• **Given request**:
Pick out every line in the data below that contains the string "stem" and copy each one. Case matters.

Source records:
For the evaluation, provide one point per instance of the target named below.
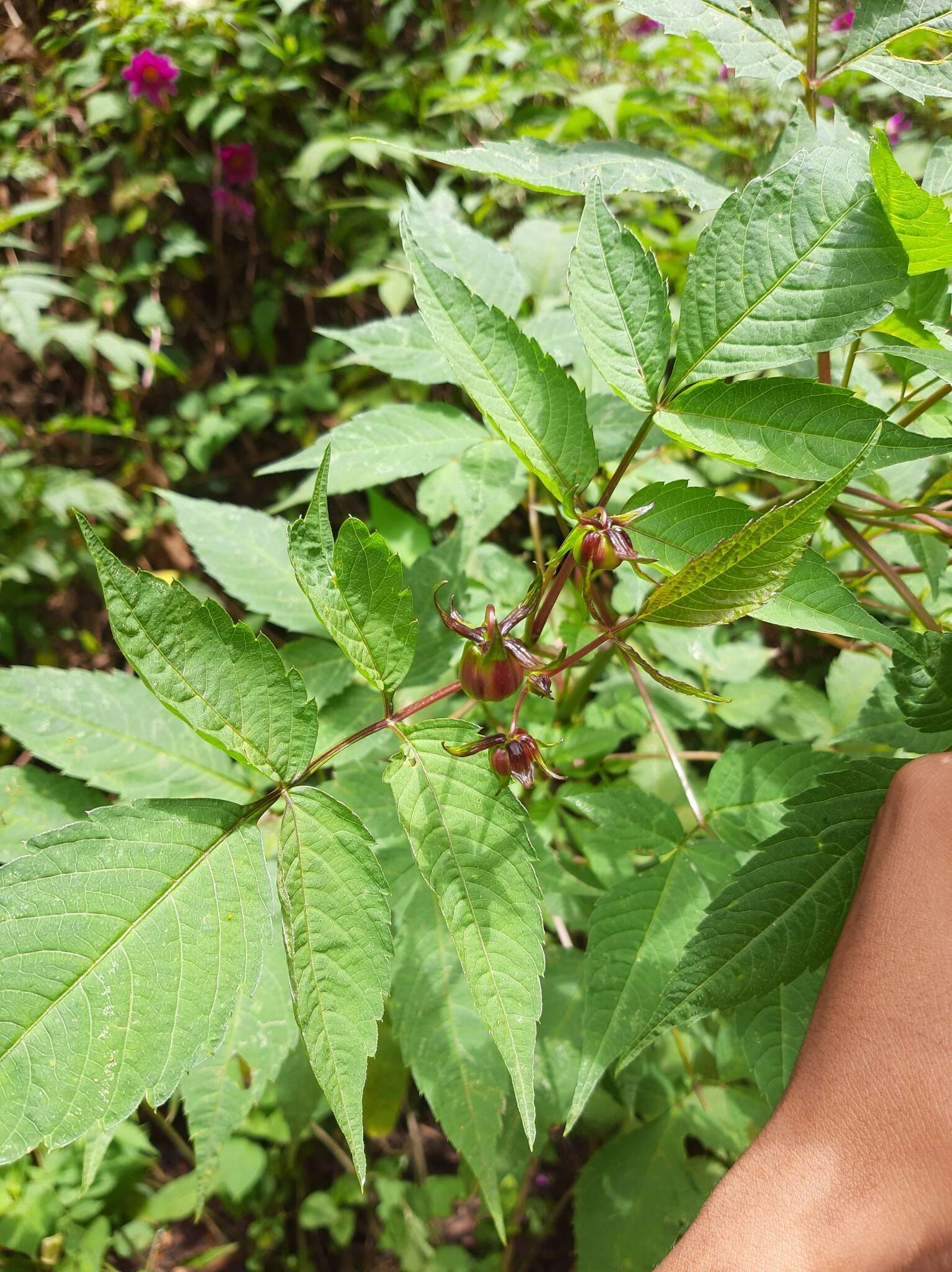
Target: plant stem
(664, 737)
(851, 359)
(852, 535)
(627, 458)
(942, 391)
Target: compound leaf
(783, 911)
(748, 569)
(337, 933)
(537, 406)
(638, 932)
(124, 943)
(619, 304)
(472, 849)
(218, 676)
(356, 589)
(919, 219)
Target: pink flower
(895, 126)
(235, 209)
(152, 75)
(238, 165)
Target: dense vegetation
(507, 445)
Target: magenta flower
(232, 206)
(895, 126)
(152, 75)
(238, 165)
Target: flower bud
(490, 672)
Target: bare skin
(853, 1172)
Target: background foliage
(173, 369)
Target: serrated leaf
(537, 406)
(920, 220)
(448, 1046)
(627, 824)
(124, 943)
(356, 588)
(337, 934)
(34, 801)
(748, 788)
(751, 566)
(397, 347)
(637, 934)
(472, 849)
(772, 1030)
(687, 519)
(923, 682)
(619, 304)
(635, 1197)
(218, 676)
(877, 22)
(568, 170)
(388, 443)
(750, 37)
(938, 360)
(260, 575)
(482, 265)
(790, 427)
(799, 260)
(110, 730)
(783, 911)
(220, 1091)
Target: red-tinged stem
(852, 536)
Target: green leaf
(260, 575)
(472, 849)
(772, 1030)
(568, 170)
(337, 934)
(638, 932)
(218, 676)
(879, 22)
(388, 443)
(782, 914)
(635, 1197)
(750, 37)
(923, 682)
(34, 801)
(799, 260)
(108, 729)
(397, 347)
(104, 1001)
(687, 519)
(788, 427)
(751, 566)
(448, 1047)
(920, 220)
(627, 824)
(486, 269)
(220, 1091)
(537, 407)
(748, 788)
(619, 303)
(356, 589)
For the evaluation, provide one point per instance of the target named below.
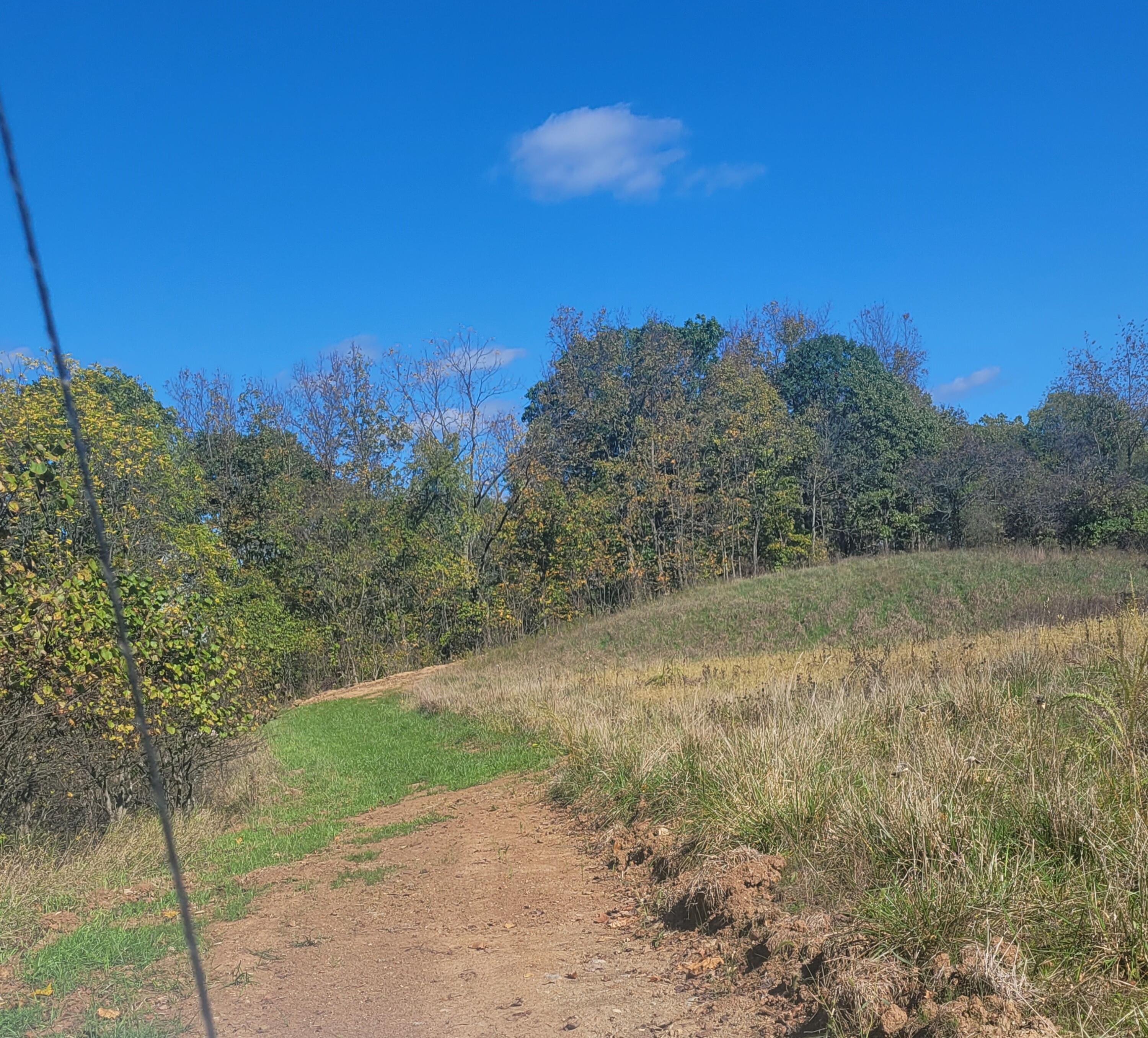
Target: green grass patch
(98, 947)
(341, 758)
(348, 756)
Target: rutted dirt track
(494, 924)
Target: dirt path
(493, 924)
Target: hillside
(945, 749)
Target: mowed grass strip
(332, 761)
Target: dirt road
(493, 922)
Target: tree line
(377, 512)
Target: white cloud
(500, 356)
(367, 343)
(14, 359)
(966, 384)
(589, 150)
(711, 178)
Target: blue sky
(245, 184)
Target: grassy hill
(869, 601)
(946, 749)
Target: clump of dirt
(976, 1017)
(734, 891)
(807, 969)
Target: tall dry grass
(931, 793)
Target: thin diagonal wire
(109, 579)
* * *
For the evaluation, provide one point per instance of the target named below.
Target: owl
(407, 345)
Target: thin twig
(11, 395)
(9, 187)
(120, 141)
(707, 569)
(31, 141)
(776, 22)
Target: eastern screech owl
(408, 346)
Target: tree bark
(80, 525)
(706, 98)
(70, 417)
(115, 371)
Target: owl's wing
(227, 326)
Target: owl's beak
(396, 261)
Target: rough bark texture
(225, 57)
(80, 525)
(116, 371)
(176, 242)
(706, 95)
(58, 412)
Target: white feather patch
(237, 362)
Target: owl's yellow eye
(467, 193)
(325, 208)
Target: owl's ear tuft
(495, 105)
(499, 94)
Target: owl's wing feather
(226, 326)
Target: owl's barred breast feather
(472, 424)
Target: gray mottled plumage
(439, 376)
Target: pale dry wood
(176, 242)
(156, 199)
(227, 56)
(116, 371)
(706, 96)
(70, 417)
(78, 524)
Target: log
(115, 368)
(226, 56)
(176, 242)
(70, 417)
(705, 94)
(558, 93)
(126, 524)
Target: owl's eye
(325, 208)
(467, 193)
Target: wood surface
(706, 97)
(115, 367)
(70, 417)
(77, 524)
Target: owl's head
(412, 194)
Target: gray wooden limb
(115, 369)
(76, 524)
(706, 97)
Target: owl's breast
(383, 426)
==
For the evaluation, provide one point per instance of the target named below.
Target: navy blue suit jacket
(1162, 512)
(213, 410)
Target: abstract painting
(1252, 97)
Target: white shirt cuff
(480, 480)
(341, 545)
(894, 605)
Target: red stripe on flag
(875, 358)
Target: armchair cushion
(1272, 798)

• **Output below**:
Target: plant stem
Target: red-tinged stem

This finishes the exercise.